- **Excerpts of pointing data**
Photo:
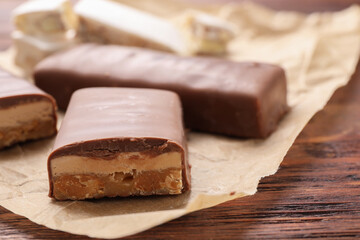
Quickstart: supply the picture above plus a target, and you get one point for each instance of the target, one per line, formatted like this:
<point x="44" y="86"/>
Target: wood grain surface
<point x="315" y="193"/>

- **PROBLEM STATEMENT**
Reproduce every row above, including its request, with each point coordinate in the answers multiplied by 1.25 and rounded to the nearest whole number, halves rounded up. Omit the pictures.

- **THE REPLY**
Photo:
Quickstart: supply the picture above plus a target, and you get one point for each instance of the target, one per line, formatted like this:
<point x="44" y="86"/>
Target: wood grain surface
<point x="394" y="241"/>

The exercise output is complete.